### Extract
┄┄┄┄┄┄┄┄┄┄┄┄┄┄┄┄┄┄┄┄
Metadata-Version: 2.4
Name: shap-monitor
Version: 0.0.1
Summary: A monitoring tool for SHAP values in machine learning models.
License-File: LICENSE
Author: Avik Basu
Author-email: avikbasu93@gmail.com
Maintainer: Avik Basu
Maintainer-email: avikbasu93@gmail.com
Requires-Python: >=3.11
Classifier: Programming Language :: Python :: 3
Classifier: Programming Language :: Python :: 3.11
Classifier: Programming Language :: Python :: 3.12
Classifier: Programming Language :: Python :: 3.13
Classifier: Programming Language :: Python :: 3.14
Requires-Dist: numpy (>=2.0.0,<3.0.0)
Requires-Dist: pandas (>=2.0.0,<3.0.0)
Requires-Dist: pyarrow (>=22.0.0,<23.0.0)
Requires-Dist: shap (>=0.50.0,<0.51.0)
Description-Content-Type: text/markdown

# shap-monitor

Production ML explainability toolkit for monitoring SHAP values over time. Track how your model's explanations evolve, detect explanation drift, and maintain interpretability at scale.

![Work in Progress](https://img.shields.io/badge/status-work%20in%20progress-yellow)
┄┄┄┄┄┄┄┄┄┄┄┄┄┄┄┄┄┄┄┄
### To do
1 - Copy the part of the shap-monitor package metadata between "Requires-Dist: pyarrow (>=22.0.0,<23.0.0)" and "interpretability at scale.", inclusive.
2 - Repeat the lines of the records from the line holding "fragment shown in this photo." through the end of the records, inclusive.

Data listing
┄┄┄┄┄┄┄┄┄┄┄┄┄┄┄┄┄┄┄┄
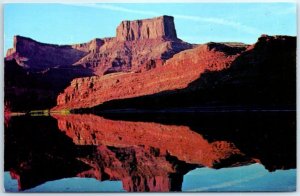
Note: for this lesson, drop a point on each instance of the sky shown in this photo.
(194, 22)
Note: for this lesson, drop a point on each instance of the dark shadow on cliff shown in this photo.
(26, 89)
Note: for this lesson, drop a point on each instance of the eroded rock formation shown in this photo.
(157, 28)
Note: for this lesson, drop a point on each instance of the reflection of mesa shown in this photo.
(179, 141)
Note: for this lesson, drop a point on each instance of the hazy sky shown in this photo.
(194, 22)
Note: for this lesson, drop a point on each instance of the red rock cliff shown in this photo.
(176, 73)
(156, 28)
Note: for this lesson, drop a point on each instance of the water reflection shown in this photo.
(144, 156)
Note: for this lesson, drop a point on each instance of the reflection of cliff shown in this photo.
(268, 136)
(179, 141)
(145, 156)
(36, 152)
(139, 168)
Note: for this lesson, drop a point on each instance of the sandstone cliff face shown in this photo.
(176, 73)
(156, 28)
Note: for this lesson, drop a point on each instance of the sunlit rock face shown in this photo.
(176, 73)
(156, 28)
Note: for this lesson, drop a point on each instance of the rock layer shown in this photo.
(156, 28)
(176, 73)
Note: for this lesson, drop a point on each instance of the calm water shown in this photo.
(253, 151)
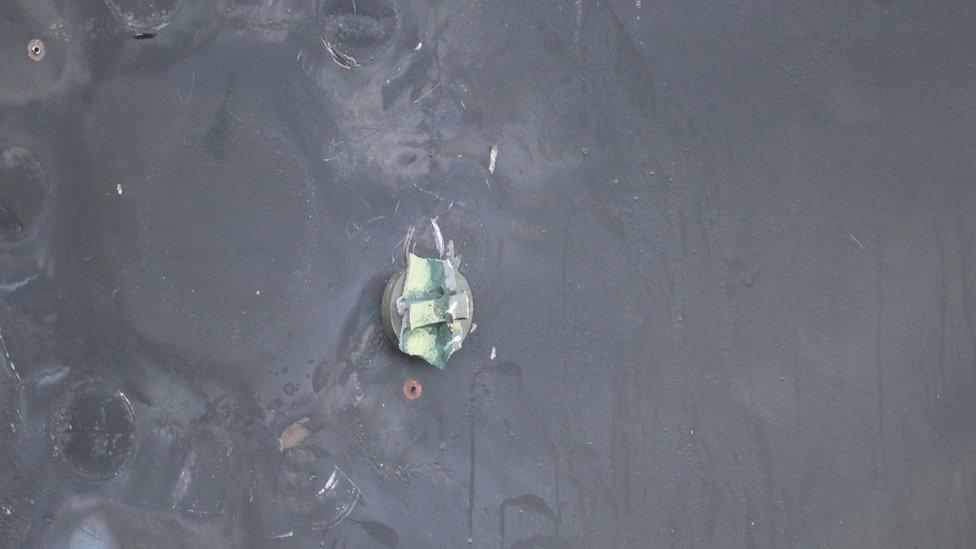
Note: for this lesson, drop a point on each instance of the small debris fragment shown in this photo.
(293, 435)
(35, 49)
(412, 388)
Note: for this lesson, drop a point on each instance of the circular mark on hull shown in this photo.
(361, 30)
(35, 49)
(24, 194)
(93, 431)
(412, 388)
┄┄┄┄┄┄┄┄┄┄┄┄┄┄┄┄┄┄┄┄
### Task answers
1 -
Requires-Dist: pyarrow (>=22.0.0,<23.0.0)
Requires-Dist: shap (>=0.50.0,<0.51.0)
Description-Content-Type: text/markdown

# shap-monitor

Production ML explainability toolkit for monitoring SHAP values over time. Track how your model's explanations evolve, detect explanation drift, and maintain interpretability at scale.

2 -
Note: for this lesson, drop a point on each instance of the small debris fragment shown in this photo.
(293, 435)
(35, 49)
(412, 388)
Note: for this lesson, drop a point on each instance of the circular mark on hull shown in this photo.
(361, 30)
(35, 49)
(24, 194)
(93, 431)
(412, 388)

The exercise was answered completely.